TASK:
Exactly and only the lines from the one containing "Query: dark terrain" through the close of the entries below are to be set down.

[EXTRACTED DATA Boundary: Start]

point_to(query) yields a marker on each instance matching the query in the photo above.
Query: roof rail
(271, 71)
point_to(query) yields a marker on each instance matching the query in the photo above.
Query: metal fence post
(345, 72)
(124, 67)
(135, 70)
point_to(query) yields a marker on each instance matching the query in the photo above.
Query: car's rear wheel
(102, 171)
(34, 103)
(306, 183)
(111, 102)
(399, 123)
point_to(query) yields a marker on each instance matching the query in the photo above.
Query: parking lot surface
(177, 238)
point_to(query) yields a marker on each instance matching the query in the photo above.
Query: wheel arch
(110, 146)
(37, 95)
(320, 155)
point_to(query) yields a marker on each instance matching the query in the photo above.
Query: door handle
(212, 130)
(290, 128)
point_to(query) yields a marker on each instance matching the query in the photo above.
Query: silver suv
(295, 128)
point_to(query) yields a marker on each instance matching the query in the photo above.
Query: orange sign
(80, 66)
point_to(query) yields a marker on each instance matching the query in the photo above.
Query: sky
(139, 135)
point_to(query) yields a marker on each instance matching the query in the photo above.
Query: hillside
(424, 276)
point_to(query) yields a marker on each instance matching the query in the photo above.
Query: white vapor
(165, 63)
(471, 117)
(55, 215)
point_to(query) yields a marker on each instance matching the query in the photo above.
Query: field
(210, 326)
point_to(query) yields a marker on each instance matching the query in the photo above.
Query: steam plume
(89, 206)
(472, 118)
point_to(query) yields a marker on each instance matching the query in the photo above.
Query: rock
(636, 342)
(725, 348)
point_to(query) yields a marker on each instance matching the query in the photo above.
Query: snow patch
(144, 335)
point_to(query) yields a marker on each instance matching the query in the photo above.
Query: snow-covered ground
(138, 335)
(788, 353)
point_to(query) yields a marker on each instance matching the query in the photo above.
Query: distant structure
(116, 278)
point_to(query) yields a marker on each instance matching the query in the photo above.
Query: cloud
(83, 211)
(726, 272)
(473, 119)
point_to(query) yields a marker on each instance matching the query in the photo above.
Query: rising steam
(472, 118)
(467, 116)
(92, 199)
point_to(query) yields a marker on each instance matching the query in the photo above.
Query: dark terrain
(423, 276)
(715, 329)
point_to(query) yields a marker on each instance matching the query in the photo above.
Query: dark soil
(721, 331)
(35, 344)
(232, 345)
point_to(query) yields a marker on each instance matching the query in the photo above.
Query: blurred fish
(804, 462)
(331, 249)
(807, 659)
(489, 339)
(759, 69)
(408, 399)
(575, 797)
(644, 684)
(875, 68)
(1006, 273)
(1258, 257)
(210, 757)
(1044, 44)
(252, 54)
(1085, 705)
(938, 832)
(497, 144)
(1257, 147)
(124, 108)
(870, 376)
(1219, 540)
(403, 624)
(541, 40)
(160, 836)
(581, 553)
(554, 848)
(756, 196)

[EXTRACTED DATA Boundary: End]

ANSWER SPACE:
Query: dark terrain
(423, 276)
(715, 329)
point_to(query) yields a marker on each instance matching the query in the photo above.
Query: dark soil
(721, 331)
(35, 344)
(232, 345)
point_to(query) yields a marker on each instance matching the query in the photo above.
Query: blurred fish
(804, 462)
(331, 249)
(807, 659)
(489, 339)
(759, 69)
(408, 399)
(575, 797)
(644, 684)
(875, 68)
(1006, 273)
(1258, 257)
(210, 757)
(1044, 44)
(252, 54)
(1085, 705)
(938, 832)
(497, 144)
(1257, 147)
(124, 108)
(870, 376)
(1219, 540)
(403, 624)
(541, 40)
(160, 836)
(581, 553)
(554, 848)
(756, 196)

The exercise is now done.